## Begin
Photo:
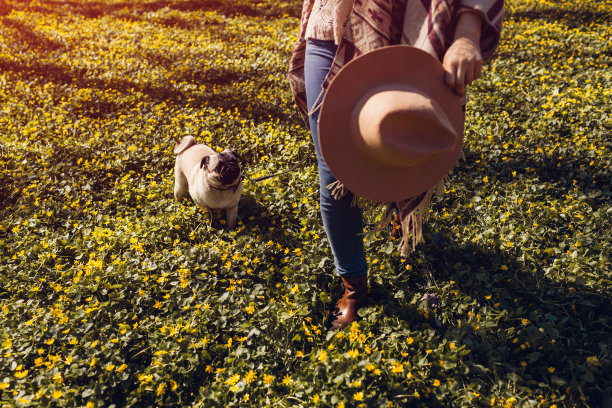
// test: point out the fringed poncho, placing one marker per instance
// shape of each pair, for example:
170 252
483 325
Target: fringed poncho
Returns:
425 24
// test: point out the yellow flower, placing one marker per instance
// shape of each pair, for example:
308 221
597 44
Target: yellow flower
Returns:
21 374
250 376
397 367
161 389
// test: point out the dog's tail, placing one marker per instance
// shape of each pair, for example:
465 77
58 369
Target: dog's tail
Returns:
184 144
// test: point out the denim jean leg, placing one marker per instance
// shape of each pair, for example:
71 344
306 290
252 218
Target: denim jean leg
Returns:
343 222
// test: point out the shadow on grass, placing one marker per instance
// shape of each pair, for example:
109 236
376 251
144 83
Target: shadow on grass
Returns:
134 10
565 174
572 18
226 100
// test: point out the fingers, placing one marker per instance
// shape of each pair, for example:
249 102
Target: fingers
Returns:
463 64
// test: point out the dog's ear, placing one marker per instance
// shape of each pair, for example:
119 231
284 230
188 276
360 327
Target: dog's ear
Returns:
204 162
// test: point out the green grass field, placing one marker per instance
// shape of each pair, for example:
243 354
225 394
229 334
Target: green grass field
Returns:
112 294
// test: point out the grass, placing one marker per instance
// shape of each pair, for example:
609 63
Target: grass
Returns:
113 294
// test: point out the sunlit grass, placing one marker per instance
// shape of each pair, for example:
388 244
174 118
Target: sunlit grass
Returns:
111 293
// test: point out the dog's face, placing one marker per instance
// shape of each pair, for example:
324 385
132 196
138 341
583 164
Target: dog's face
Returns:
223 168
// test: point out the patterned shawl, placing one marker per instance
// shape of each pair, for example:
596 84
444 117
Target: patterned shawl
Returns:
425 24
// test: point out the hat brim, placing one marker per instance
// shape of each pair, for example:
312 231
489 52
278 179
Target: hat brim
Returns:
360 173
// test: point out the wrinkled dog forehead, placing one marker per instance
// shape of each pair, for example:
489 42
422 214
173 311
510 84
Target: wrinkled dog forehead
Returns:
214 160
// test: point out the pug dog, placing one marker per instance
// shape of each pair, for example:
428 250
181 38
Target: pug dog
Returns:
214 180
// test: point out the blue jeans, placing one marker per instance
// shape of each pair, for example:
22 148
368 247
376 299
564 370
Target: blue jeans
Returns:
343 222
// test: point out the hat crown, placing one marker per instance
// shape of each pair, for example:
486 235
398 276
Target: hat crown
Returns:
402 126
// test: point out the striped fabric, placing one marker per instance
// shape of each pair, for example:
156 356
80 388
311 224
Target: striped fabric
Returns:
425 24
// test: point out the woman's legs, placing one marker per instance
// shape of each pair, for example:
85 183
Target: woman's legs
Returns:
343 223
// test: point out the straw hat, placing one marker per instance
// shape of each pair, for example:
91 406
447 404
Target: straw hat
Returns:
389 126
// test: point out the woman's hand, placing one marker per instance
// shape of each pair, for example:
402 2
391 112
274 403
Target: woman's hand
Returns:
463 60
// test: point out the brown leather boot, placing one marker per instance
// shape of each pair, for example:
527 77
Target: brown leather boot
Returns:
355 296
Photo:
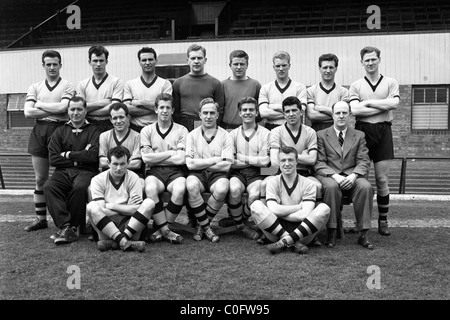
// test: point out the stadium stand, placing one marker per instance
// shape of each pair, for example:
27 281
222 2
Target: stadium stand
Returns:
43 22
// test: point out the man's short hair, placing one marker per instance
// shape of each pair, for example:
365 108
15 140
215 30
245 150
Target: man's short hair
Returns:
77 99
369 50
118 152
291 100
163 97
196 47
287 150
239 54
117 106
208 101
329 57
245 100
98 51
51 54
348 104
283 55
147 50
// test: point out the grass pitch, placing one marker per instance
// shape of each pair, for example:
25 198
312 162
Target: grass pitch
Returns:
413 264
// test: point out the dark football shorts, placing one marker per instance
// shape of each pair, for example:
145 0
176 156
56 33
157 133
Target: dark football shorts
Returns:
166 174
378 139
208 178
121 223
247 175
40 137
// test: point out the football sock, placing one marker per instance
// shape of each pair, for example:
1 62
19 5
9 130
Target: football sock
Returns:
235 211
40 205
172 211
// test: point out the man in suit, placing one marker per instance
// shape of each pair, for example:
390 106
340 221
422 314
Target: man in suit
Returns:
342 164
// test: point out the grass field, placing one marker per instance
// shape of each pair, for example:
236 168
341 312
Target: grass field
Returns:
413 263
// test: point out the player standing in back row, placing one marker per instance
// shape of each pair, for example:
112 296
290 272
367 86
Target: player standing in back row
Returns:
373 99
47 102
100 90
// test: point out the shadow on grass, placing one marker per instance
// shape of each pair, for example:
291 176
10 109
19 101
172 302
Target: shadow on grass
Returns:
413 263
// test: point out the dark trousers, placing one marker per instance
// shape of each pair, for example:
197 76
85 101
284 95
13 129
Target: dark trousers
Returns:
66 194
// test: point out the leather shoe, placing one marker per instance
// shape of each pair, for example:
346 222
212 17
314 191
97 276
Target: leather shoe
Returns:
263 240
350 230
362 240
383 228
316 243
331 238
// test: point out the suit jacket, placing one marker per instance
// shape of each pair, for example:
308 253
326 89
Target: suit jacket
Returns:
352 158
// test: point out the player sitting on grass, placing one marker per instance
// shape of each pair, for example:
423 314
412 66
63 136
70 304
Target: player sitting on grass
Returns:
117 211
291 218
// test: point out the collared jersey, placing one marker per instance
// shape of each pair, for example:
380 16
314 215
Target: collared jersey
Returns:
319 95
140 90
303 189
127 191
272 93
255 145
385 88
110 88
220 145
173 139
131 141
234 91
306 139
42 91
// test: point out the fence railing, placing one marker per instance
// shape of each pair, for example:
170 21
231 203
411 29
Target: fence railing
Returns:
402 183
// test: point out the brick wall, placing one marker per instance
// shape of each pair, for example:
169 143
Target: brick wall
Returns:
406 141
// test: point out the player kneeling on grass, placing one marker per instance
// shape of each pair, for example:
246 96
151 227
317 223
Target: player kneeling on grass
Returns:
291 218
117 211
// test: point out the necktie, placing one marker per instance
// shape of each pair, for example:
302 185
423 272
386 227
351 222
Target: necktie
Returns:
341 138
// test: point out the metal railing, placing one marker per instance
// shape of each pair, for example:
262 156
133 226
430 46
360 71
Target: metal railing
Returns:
## End
Rescale the stretch from the line containing "shoe, placing one marker per instance" through the end of the items, both ends included, reproducing every line, requests and their sample pairs unchanged. Multiply each point coordinate in the answers by 1.45 and round to whole numbers, halves up.

Output for this exercise
// test: point out the leather shoe, placing one marker per instance
// shape of each pair, for example:
346 222
212 17
314 191
97 276
Target: leather shoe
Returns:
381 348
508 334
525 348
555 331
458 352
480 345
// test: point out the suit jacket, placing one marker per instance
// shape of each pair, for example:
308 253
326 89
Target: suit jacket
Returns:
510 229
// test: point out the player sitting on grass, placing one marker per instance
// shape of each pair, for example:
423 314
412 66
63 136
70 304
Target: player sitting on grass
Returns:
170 306
422 316
// test: point out the collared jersey, placing one marker per instance
// shape of each pair, for example:
380 16
314 215
Target: collared jersey
Returns:
463 138
203 131
439 274
184 277
394 135
370 210
558 128
160 128
319 210
251 202
190 204
339 132
444 202
61 132
// test: point out the fence railing, placing one marker per instance
// shape of each pair, for example:
170 21
231 203
411 29
Target: fence railing
Returns:
583 265
// test: point out the brick wall, placing one marker per instance
// shape of each pair, for example:
169 143
Target: brick wall
Returns:
589 204
// test: point out the player kneeling on grass, placing one marker per instance
// shape of each pair, for example:
246 96
151 227
317 223
Target: player kneeling on grass
Returns:
422 316
170 306
// test: point out the necktie, placing one marker per instance
// shape of each pair, for example:
302 185
423 272
386 227
351 222
Target: necktie
Returns:
494 200
// test: point out the metal railing, placing one marker per instance
// shape of each pair, for example:
262 156
133 226
430 46
360 71
Target: metal railing
Returns:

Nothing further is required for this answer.